■ Short task ■
Please extract, word for word, the passage of the Hugh Grant article starting with "Hugh Grant Can" and going on through "those trusty rom-coms.".

Entertainment

Hugh Grant Can Do More Than Just Rom-Coms & Here's The Proof

by Emily Dixon
Updated: 
Originally Published: 
Stuart C. Wilson/Getty Images Entertainment/Getty Images

When you think of Hugh Grant, you probably think three things: floppy hair, acute Englishness, and rom-coms. It’s fine, they’re kind of his thing. But as his role as politician Jeremy Thorpe in the new BBC drama A Very English Scandal demonstrates, Grant’s actually capable of more than declarations of love in the rain. Let me prove to you, dear readers, that Hugh Grant's dramas are every bit as watchable as those trusty rom-coms.

Sure, there was Four Weddings and a Funeral, Notting Hill, Bridget Jones’s Diary, About a Boy, Two Weeks Notice, Love Actually, another Bridget Jones, Music and Lyrics, and probably many more that even IMDb couldn’t keep up with. But Grant has also turned his hand to period drama, family-friendly comedy, biopic, action, and political satire. And he’s engaged with politics off-screen, too — he played a central role in uncovering the News of the World phone hacking scandal, in which it was found that journalists hacked into the voicemail of murdered teenager Milly Dowler. (There's a reason he tweets at @HackedOffHugh — he's a director of the Hacked Off campaign group for "a free and accountable press.") Finally ready to diversify your Hugh Grant intake? Just keep reading!

■ Mask labeling examples ■
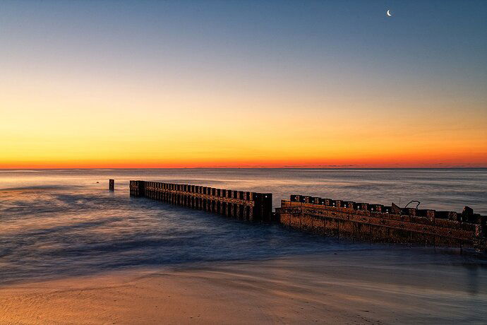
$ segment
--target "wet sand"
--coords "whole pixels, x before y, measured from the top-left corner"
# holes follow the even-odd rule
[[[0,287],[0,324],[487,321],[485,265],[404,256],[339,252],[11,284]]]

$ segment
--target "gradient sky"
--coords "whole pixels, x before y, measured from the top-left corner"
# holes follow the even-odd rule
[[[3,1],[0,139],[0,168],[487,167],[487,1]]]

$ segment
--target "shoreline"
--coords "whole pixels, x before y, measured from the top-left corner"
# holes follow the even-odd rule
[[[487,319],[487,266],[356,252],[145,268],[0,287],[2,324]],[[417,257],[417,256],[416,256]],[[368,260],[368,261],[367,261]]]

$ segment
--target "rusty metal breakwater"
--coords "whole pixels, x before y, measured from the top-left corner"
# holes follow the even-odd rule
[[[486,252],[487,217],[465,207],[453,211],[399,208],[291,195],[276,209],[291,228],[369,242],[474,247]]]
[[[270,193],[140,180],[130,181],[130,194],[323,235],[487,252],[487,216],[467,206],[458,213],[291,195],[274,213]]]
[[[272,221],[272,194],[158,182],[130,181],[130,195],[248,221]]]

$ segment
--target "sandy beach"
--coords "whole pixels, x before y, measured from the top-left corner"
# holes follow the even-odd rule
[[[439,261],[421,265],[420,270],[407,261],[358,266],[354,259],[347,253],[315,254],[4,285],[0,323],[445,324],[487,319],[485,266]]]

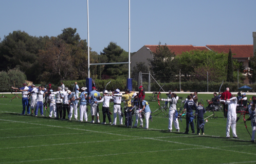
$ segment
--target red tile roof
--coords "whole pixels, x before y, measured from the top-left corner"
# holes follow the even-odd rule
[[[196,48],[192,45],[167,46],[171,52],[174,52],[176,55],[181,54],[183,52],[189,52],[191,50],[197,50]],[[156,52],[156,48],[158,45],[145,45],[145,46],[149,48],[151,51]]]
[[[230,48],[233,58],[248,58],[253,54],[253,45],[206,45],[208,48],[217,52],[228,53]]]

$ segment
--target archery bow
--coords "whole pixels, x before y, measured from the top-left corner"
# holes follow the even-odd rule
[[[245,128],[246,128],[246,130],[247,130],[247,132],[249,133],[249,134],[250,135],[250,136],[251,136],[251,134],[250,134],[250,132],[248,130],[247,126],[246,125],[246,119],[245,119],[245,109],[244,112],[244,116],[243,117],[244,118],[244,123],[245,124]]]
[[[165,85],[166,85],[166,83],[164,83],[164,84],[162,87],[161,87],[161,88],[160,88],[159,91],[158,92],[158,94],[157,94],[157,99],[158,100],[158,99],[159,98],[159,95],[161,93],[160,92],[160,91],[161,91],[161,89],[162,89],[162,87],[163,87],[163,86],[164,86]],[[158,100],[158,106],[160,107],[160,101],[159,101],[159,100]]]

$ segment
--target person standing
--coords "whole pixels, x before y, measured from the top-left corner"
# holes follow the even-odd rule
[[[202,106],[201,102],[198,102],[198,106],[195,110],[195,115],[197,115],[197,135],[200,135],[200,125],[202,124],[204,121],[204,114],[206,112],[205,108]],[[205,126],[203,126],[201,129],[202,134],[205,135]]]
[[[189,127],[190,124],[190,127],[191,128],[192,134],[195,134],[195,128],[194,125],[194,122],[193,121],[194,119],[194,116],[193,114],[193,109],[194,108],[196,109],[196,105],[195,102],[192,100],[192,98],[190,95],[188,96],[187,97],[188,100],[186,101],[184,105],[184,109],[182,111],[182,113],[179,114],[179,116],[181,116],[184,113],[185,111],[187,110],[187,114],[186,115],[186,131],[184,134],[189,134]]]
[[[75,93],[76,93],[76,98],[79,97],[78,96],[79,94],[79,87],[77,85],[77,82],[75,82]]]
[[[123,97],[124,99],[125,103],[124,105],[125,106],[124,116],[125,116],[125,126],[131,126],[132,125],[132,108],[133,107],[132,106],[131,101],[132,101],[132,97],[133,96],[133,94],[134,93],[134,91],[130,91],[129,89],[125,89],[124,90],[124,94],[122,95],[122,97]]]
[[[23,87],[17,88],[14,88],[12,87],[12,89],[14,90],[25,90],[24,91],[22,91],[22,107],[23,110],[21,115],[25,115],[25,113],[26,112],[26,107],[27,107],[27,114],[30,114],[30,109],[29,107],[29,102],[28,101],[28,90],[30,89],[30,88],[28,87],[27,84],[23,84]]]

■ The output ■
Hugh Grant Can Do More Than Just Rom-Coms & Here's The Proof

by Emily Dixon
Updated: 
Originally Published: 
Stuart C. Wilson/Getty Images Entertainment/Getty Images

When you think of Hugh Grant, you probably think three things: floppy hair, acute Englishness, and rom-coms. It’s fine, they’re kind of his thing. But as his role as politician Jeremy Thorpe in the new BBC drama A Very English Scandal demonstrates, Grant’s actually capable of more than declarations of love in the rain. Let me prove to you, dear readers, that Hugh Grant's dramas are every bit as watchable as those trusty rom-coms.